• Task objective: Pictures should not appear in the copy; the records themselves must be written out exactly.

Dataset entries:
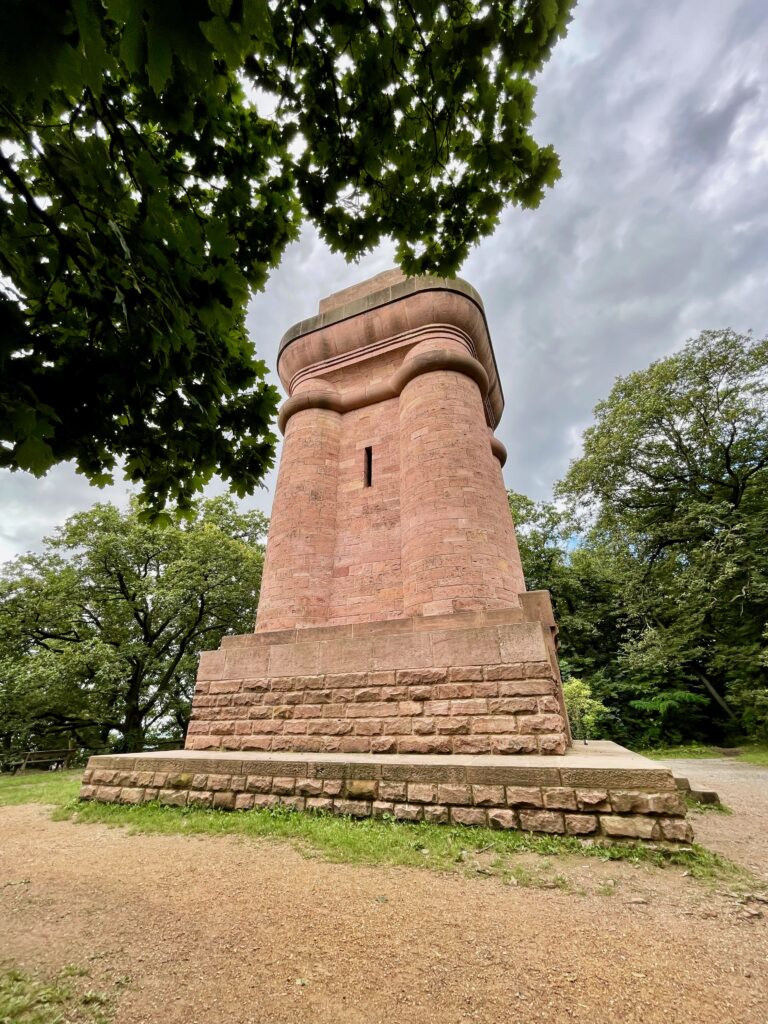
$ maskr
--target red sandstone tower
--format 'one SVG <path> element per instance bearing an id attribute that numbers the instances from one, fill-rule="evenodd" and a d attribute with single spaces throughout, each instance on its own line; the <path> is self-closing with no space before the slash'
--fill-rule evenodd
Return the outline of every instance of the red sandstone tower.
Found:
<path id="1" fill-rule="evenodd" d="M 478 294 L 380 274 L 292 327 L 278 372 L 256 632 L 203 655 L 187 747 L 563 753 L 554 621 L 525 591 Z"/>
<path id="2" fill-rule="evenodd" d="M 475 291 L 379 275 L 288 331 L 278 367 L 256 630 L 202 655 L 185 750 L 95 755 L 81 797 L 690 841 L 668 768 L 570 745 Z"/>

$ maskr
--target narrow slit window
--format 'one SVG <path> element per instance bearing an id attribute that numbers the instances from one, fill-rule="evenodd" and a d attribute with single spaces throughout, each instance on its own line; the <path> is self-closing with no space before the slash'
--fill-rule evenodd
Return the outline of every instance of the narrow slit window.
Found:
<path id="1" fill-rule="evenodd" d="M 365 449 L 365 486 L 373 483 L 373 448 Z"/>

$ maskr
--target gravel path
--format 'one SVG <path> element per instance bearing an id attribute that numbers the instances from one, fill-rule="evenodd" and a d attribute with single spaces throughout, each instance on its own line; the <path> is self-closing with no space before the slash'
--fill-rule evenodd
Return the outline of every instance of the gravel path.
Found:
<path id="1" fill-rule="evenodd" d="M 614 894 L 8 807 L 0 961 L 88 965 L 116 1024 L 765 1024 L 768 914 L 674 870 L 571 868 Z"/>
<path id="2" fill-rule="evenodd" d="M 715 790 L 733 811 L 693 815 L 697 841 L 768 880 L 768 768 L 727 757 L 662 763 L 694 789 Z"/>

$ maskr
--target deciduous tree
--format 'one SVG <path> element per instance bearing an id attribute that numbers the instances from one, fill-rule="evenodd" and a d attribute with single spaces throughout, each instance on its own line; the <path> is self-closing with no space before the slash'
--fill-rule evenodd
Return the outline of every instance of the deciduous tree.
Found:
<path id="1" fill-rule="evenodd" d="M 183 734 L 198 656 L 253 629 L 261 513 L 229 498 L 148 524 L 136 504 L 68 519 L 0 577 L 0 737 L 140 750 Z M 54 744 L 55 745 L 55 744 Z"/>
<path id="2" fill-rule="evenodd" d="M 308 219 L 451 273 L 558 177 L 532 76 L 574 0 L 7 0 L 0 466 L 117 460 L 155 509 L 250 493 L 277 393 L 246 336 Z"/>

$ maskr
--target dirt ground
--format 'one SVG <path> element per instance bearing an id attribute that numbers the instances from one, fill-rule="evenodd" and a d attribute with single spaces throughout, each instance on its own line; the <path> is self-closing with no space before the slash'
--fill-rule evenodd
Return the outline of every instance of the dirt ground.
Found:
<path id="1" fill-rule="evenodd" d="M 663 763 L 694 789 L 714 790 L 733 811 L 694 815 L 698 842 L 768 881 L 768 768 L 727 757 Z"/>
<path id="2" fill-rule="evenodd" d="M 713 764 L 685 773 L 736 813 L 699 835 L 766 873 L 768 769 Z M 88 967 L 117 1024 L 765 1024 L 768 904 L 566 860 L 568 891 L 515 888 L 1 808 L 0 962 Z"/>

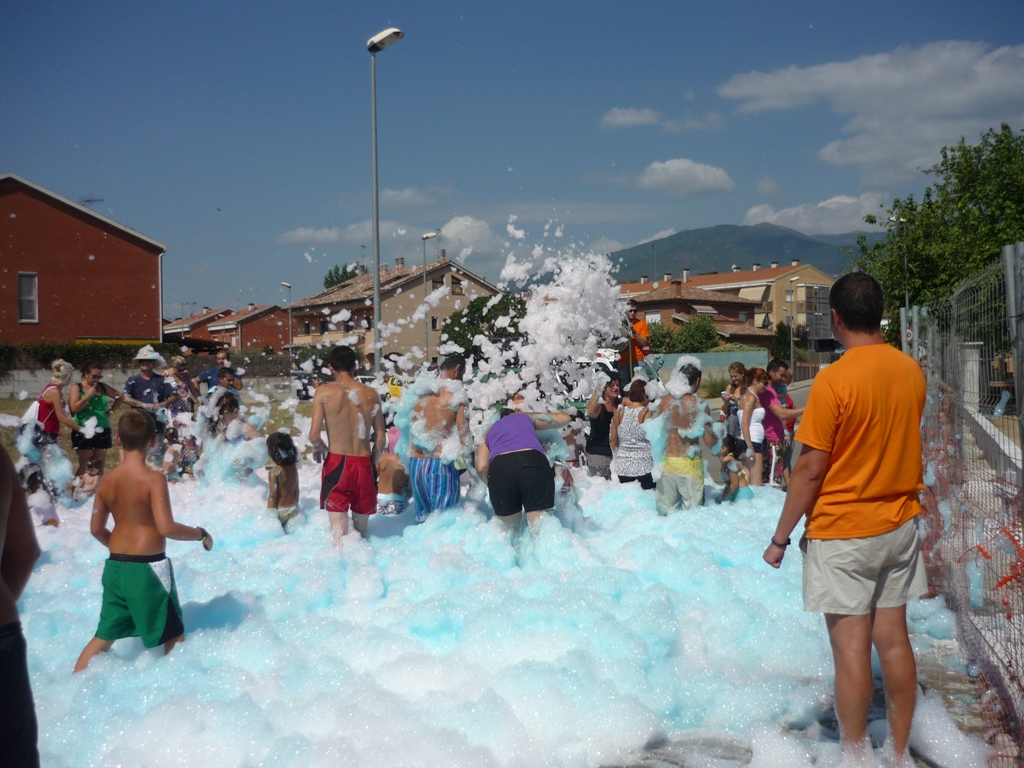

• Result for this exercise:
$ maskr
--target red sandstone tower
--format 'one SVG <path> element per instance bearing an id attribute that numbers the instances from one, fill-rule="evenodd" and a d attribute with single spaces throughout, each instance on its own line; the <path> is self-closing with no space before the slash'
--fill-rule evenodd
Return the outline of every instance of the red sandstone tower.
Found:
<path id="1" fill-rule="evenodd" d="M 478 294 L 380 274 L 292 327 L 278 372 L 256 632 L 203 655 L 187 747 L 563 753 L 554 621 L 525 591 Z"/>
<path id="2" fill-rule="evenodd" d="M 475 291 L 379 275 L 288 331 L 278 367 L 256 630 L 202 655 L 185 750 L 95 755 L 81 797 L 690 841 L 668 768 L 570 745 Z"/>

$ maskr
--target narrow slit window
--format 'one SVG <path> element per instance bearing an id attribute that numbers the instances from one, fill-rule="evenodd" and a d attribute with single spaces throughout, each instance on its own line; the <path> is self-closing with no space before the slash'
--fill-rule evenodd
Return the outline of every instance of the narrow slit window.
Found:
<path id="1" fill-rule="evenodd" d="M 365 449 L 365 486 L 373 483 L 373 448 Z"/>

$ maskr
--target gravel path
--format 'one SVG <path> element per instance bearing an id attribute that numbers the instances from one, fill-rule="evenodd" and a d attribute with single spaces throughout, each instance on its own line; the <path> is self-closing with no space before the slash'
--fill-rule evenodd
Return the outline of every instance of the gravel path.
Found:
<path id="1" fill-rule="evenodd" d="M 614 894 L 8 807 L 0 961 L 88 965 L 116 1024 L 765 1024 L 768 914 L 674 870 L 571 868 Z"/>
<path id="2" fill-rule="evenodd" d="M 715 790 L 733 811 L 693 815 L 697 841 L 768 880 L 768 768 L 727 757 L 662 763 L 694 789 Z"/>

$ maskr
--target deciduous tree
--format 'one SVG <path> element per instance bearing an id attribute that numbers the instances from one, fill-rule="evenodd" and a d attribute with single spaces throughout, each instance on its own line; the <path> is self-closing with no space before the slash'
--fill-rule evenodd
Return the outline of every instance of the deciduous tree.
Found:
<path id="1" fill-rule="evenodd" d="M 183 734 L 198 656 L 253 629 L 261 513 L 229 498 L 148 524 L 136 504 L 68 519 L 0 577 L 0 737 L 140 750 Z M 54 744 L 55 745 L 55 744 Z"/>
<path id="2" fill-rule="evenodd" d="M 308 219 L 451 273 L 558 177 L 532 76 L 574 0 L 7 0 L 0 466 L 117 460 L 155 509 L 250 493 L 277 393 L 246 336 Z"/>

$ maskr
--target dirt ground
--format 'one SVG <path> element per instance bearing an id attribute that numbers the instances from one, fill-rule="evenodd" and a d attribute with single spaces throughout, each instance on its own line; the <path> is self-closing with no space before the slash'
--fill-rule evenodd
Return the outline of every instance of the dirt ground.
Found:
<path id="1" fill-rule="evenodd" d="M 663 763 L 694 789 L 714 790 L 733 811 L 694 815 L 698 842 L 768 881 L 768 768 L 727 757 Z"/>
<path id="2" fill-rule="evenodd" d="M 713 764 L 685 773 L 736 813 L 699 835 L 766 873 L 768 769 Z M 88 967 L 117 1024 L 765 1024 L 768 904 L 566 860 L 568 891 L 515 888 L 1 808 L 0 962 Z"/>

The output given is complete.